_What is being asked_:
Collect every line of the records below that contains the word "railing".

____________________

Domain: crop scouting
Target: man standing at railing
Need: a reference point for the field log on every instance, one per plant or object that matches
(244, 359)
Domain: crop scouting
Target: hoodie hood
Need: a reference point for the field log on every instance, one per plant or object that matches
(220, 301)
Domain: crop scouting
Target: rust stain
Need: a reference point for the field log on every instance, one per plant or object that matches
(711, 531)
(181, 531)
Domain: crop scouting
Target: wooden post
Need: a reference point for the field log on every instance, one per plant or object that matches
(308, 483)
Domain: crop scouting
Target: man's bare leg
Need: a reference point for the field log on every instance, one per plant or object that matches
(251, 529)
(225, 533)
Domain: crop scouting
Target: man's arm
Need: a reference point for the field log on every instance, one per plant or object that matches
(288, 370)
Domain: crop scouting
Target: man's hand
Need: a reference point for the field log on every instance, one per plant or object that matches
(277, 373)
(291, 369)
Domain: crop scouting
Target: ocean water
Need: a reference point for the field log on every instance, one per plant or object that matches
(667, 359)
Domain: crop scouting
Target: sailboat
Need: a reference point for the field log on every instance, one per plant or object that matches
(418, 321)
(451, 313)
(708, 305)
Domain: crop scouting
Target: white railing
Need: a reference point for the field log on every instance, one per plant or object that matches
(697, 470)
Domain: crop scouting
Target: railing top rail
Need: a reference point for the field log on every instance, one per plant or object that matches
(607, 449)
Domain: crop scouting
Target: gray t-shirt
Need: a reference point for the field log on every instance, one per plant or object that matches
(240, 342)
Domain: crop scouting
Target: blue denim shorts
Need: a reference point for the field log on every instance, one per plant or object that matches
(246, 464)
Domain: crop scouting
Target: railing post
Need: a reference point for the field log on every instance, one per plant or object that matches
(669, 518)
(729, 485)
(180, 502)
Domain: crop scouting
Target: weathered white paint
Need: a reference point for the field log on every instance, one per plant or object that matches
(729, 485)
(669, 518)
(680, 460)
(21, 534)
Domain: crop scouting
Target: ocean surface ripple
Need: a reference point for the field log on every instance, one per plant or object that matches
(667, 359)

____________________

_Response_:
Target: man standing at railing
Target: white railing
Target: railing top rail
Target: railing post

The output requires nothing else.